::: DOCUMENT

New coffee flavors? What’s a coffee flavor wheel?

You mean coffee has flavors? Doesn’t it just taste like brown and energy? Well, if you’re just used to having Folgers or a caffeinated milkshake (ie anything from Starbucks that has so many extras poured into it that it barely resembles coffee afterward), then this might surprise you. In fact, the Specialty Coffee Association of America- yes, that’s a real thing- released a flavor wheel that surprised many.
Much like how wine has its own flavor notes and different ways of being brought about, so does coffee. Take a look at this flavor chart provided by the Daily Coffee News.
No longer are you just relegated to describing a coffee as light, medium, or dark roasted. What kind of dark roast? Are there any floral or fruity notes? How does that compare to the aroma? You can now enjoy all of these subtle hints of awesome intricacy.
You can tell just by looking at the flavor wheel, that it is clearly still in its infant stages, though. Most of the flavors you have probably seen around, if nothing else for marketing purposes.

The biggest surprises I saw were the sour coffee flavors, as well as the depth of the green/vegetative coffee categories. Also, I giggled a bit when I saw that “chemical” category of tastes. I can only imagine that was a small coffee shop trying to label and take a jab at Starbucks or Peet’s and imply that they’re garbage compared to their stuff.

Coffee is one of those things that many people grew up just thinking of it as a necessary evil (much like choosing between Clinton or Trump this last election) to be able to stay awake and perky while at work. That’s kind of what led to coffee creamers and flavored coffee syrups, and everything else being added.

For the longest time there weren’t many coffee roasters. It wasn’t until Starbucks came around that trying new coffees even became a thing. Starbucks is also why so many more people drink coffee on a daily or almost daily basis these days.

Now, not only is it a daily habit for many, but there are tons of small roasteries that people still don’t know about, and those small-time roasteries are making handcrafted coffees with flavors that really didn’t exist before, or at least with such a depth of flavor.

After all, everything back in the day was just bulk made and shipped for the old coffee giants.

This isn’t the case anymore. Next time you get a good coffee, embrace it and taste it for a second. Let it sit on your tongue, fake chew your coffee to get your saliva going to enhance the flavor, and see if you can pick up any of these extra notes.

::::::
::: SUPPLIED RECORDS

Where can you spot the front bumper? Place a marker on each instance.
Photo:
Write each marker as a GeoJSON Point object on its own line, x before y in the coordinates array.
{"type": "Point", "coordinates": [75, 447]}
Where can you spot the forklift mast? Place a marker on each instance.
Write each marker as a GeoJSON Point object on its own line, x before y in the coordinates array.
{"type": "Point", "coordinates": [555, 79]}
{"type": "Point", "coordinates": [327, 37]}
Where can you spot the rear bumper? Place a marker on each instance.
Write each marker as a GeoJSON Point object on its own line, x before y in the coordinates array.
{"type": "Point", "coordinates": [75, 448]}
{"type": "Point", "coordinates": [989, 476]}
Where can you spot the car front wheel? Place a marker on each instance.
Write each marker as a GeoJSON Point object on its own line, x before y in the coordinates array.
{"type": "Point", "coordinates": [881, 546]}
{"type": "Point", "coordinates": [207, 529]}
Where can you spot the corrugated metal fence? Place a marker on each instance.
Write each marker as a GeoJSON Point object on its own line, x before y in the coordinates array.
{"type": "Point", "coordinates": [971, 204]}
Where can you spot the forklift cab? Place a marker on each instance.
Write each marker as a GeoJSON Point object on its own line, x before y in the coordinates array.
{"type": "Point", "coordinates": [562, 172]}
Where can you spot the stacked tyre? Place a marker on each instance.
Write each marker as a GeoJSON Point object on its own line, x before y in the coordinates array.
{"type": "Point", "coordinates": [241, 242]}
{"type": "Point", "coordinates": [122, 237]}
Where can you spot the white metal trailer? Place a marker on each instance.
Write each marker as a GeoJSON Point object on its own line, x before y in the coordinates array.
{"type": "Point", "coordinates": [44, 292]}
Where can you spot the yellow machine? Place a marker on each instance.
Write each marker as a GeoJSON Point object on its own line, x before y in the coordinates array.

::::::

DO THIS >> List every coffee brand or coffee company the coffee flavor wheel article mentions by name. Use only the coffee flavor wheel article to do this.

SOLUTION FOR THIS TASK >> Folgers, Starbucks, Peet's